▸ Source extract:
From Casetext: Smarter Legal Research

Kowalewski v. United States

UNITED STATES DISTRICT COURT FOR THE NORTHERN DISTRICT OF GEORGIA GAINESVILLE DIVISION
Aug 5, 2019
CRIMINAL ACTION NO. 2:13-CR-0045-RWS-JCF-1 (N.D. Ga. Aug. 5, 2019)

Opinion

Civil Action 2:18-CV-0225-RWS-JCF CRIMINAL ACTION 2:13-CR-0045-RWS-JCF-1

08-05-2019

STANLEY J. KOWALEWSKI, Movant, v. UNITED STATES, Respondent.


MOTION TO VACATE 28 U.S.C. § 2255

MAGISTRATE JUDGE'S FINAL REPORT AND RECOMMENDATION

J. Clay Fuller United States Magistrate Judge

This matter has been submitted to the undersigned Magistrate Judge for consideration of Stanley J. Kowalewski's counseled motion to vacate, set aside, or correct his sentence pursuant to 28 U.S.C. § 2255 (Doc. 227) and the government's response (Doc. 230). For the reasons that follow, it is RECOMMENDED that Kowalewski's § 2255 motion be DENIED.

I. PROCEDURAL HISTORY

A jury in the Northern District of Georgia convicted Kowalewski of twenty-two counts of wire fraud based on the alleged diversion of funds and misrepresentations to investors, one count of conspiracy to obstruct a Securities and Exchange Commission (“SEC”) proceeding, and one count of obstruction of an SEC proceeding based on false testimony and altered documentation that he provided to the SEC during its investigation of SJK Investment Management, Inc. (“SJK”). United States v. Kowalewski, 708 Fed.Appx. 605, 606 (11th Cir. 2017) (per curiam). “Kowalewski was the owner and CEO of SJK . . ., a hedge fund of funds manager,” and in 2009, he

formed a new SJK fund called the Special Opportunities Fund [(“SOF”)], which he did not disclose to investors[,] . . . diverted more than $16 million into the SOF without the investors' knowledge[,] and used that money to make a number of personal purchases and to transfer over $4 million into his personal bank account.
Id. The United States Court of Appeals for the Eleventh Circuit summarized the evidence presented at trial, which it viewed in the light most favorable to the government and found sufficient to support Kowalewski's convictions, as follows:
Kowalewski provided investors with monthly statements that misrepresented their account balances through inflated valuations (up to $20 million more than the actual value of the accounts) and sent letters to them that misrepresented how their money was invested and what had driven performance for the month. Mr. Kowalewski also misrepresented to investors that he was managing more than $400 million in assets, when he never had more than approximately $71 million under management....Mr. Kowalewski told investors that he used equity investment strategies that did not include real estate investments, yet he purchased a personal home, two homes for relatives, and a beach house with investor funds. Similarly, he told investors that he would invest in only “unaffiliated” hedge funds, but instead diverted more than $16 million into the SOF-an “affiliated” fund-without the investors' knowledge, using that money to, among other things, buy personal homes and transfer at least $4 million to himself.

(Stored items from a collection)
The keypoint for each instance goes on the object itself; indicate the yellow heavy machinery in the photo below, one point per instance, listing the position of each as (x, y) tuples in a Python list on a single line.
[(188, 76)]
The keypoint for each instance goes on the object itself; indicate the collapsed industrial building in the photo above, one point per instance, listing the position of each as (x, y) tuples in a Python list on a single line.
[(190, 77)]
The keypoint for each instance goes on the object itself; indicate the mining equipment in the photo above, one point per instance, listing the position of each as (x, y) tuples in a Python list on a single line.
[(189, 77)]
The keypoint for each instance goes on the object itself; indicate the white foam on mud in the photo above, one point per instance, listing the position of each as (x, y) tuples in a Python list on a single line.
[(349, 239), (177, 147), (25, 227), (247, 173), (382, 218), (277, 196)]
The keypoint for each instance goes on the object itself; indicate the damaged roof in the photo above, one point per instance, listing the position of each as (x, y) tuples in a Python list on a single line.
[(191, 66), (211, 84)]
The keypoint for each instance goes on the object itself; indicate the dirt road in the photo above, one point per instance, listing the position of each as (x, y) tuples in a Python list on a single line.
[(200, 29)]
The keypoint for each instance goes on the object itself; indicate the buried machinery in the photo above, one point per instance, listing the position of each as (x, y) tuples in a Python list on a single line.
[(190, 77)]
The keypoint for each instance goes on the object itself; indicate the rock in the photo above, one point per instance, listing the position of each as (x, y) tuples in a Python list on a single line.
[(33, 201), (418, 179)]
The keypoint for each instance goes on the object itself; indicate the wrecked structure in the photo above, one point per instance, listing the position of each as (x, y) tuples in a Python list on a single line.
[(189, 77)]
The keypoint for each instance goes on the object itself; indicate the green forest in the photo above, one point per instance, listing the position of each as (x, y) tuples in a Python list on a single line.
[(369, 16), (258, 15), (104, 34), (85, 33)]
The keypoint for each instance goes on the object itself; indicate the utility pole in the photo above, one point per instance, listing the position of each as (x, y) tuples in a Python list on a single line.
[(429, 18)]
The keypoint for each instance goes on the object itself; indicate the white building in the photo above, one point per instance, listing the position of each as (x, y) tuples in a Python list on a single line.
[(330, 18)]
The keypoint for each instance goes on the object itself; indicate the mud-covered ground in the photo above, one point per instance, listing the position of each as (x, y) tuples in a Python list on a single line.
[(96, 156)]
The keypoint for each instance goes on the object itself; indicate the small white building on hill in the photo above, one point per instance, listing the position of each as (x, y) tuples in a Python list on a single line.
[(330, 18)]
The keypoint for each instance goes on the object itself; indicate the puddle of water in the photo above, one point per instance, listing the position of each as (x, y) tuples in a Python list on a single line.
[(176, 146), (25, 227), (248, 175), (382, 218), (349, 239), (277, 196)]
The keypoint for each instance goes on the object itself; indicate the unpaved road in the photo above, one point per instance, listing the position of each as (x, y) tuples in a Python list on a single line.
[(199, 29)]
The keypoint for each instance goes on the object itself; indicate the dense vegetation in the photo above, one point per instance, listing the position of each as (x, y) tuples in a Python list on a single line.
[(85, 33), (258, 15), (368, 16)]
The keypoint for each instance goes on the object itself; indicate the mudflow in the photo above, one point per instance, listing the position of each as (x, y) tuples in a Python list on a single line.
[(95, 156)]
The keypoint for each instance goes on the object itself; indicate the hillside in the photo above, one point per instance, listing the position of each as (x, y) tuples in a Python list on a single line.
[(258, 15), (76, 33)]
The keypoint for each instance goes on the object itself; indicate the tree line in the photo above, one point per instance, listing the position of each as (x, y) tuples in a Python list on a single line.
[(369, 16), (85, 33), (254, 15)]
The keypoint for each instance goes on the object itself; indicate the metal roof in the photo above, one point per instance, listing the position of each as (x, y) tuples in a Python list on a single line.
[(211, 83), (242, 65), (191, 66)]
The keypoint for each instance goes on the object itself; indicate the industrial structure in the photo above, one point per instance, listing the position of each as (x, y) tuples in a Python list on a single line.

▸ Direction A:
List every offense of which the opinion states the jury convicted Kowalewski, with the number of counts for each.
▸ Direction B:
Reproduce the records starting at the line that contains "indicate the damaged" and ending at the line that contains "[(96, 156)]", leaving every line unchanged.

▸ Written solution A:
- Twenty-two counts of wire fraud
- One count of conspiracy to obstruct a Securities and Exchange Commission proceeding
- One count of obstruction of a Securities and Exchange Commission proceeding

▸ Written solution B:
The keypoint for each instance goes on the object itself; indicate the damaged roof in the photo above, one point per instance, listing the position of each as (x, y) tuples in a Python list on a single line.
[(191, 66), (211, 84)]
The keypoint for each instance goes on the object itself; indicate the dirt road in the photo above, one point per instance, listing the position of each as (x, y) tuples in a Python list on a single line.
[(200, 29)]
The keypoint for each instance goes on the object itself; indicate the buried machinery in the photo above, one point per instance, listing the position of each as (x, y) tuples in a Python list on a single line.
[(190, 77)]
The keypoint for each instance goes on the object itself; indicate the rock in the photo above, one point per instance, listing the position of each as (x, y) tuples in a Python list on a single line.
[(33, 201), (418, 179)]
The keypoint for each instance goes on the object itself; indicate the wrecked structure in the photo above, one point per instance, listing the position of each as (x, y) tuples in a Python list on a single line.
[(189, 77)]
The keypoint for each instance goes on the object itself; indicate the green forest in the photo above, one point per instance, listing the position of each as (x, y) tuples in a Python list on a single line.
[(369, 16), (258, 15), (104, 34), (85, 33)]
The keypoint for each instance goes on the object itself; indicate the utility pole in the photo above, one point per instance, listing the position of each as (x, y) tuples in a Python list on a single line.
[(429, 18)]
The keypoint for each instance goes on the object itself; indicate the white building in the photo above, one point per instance, listing the position of each as (x, y) tuples in a Python list on a single line.
[(330, 18)]
The keypoint for each instance goes on the object itself; indicate the mud-covered ground in the photo above, one point per instance, listing the position of each as (x, y) tuples in a Python list on a single line.
[(96, 156)]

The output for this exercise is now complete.